[PROBLEMS]
1: Translate this sentence from the Splash exhibit text into Spanish: "At the end of the table are movable water jets which children use to hit and fill targets."
2: According to the Splash exhibit text, what three parts make up Splash?
3: Pick up the Splash exhibit text after its final sentence and carry it forward.

[SUPPLIED PASSAGE]
────────────────
Through science and nature, we ignite wonder and empower dreams.
Science World at TELUS World of Science
1111 Quebec Street
Canada 111 111
Charitable business number: 11111 1111 111111
Splash consists of a water tower, a multi-sectional water table, and a large slate wall for “painting” with water.
The water table has all sorts of activities for kids to discover. They can play with buckets, funnels and other materials, build Duplo structures, create pathways with dams and partitions, and experiment with a very cool water bell and water vortex. At the end of the table are movable water jets which children use to hit and fill targets. On the wall beside the tower is a large slate wall where children can ‘paint’ with water.
When your child is playing in the SPLASH area….
As they play with the water jets, children can fill buckets and other targets with a stream of water. They can learn that filling the bucket with water causes it to tip over, and that water has mass and can make objects move.
At the water table, children can use partitions and other building materials to create water channels. Children can explore how different partition arrangements change the direction of moving water, and which arrangements make water move fastest. Children can use DUPLO blocks to create islands, weirs, dams and other structures in the water table. They can learn that water will move around obstacles, change shape to move through narrow openings, and fill in spaces.
────────────────
[DATA BLOCK]
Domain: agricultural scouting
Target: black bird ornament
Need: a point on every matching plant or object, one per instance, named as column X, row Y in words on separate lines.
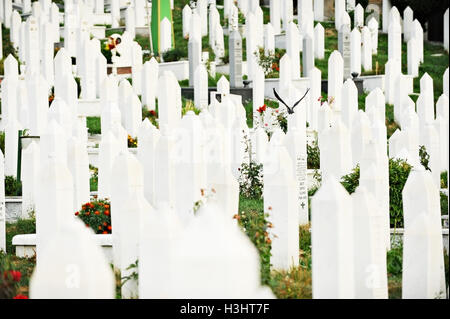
────────────────
[PER-TASK ANSWERS]
1: Al final de la mesa hay chorros de agua móviles que los niños usan para golpear y llenar blancos.

2: A water tower, a multi-sectional water table, and a large slate wall for "painting" with water.

3:
At the Slate Wall, children create drawings and images as they paint with water. They can learn that water makes the slate a darker colour, and that the water eventually evaporates, causing their drawings to disappear.
What does the research say?
If the quantity of water in a container is known and the water is poured from one container to another, children as young as 5 are able to understand that differently shaped containers hold the same volume of water. This is called “conservation” of volume.
The more emphasis made to children on the concept of density (how heavy something is for its size), the more easily children are able to predict what will float or sink in water.
Drawing pictures of objects, people, and events requires children to mentally represent the object they wish to draw: they must have a “dual representation” of the picture they’re creating and the object the picture represents.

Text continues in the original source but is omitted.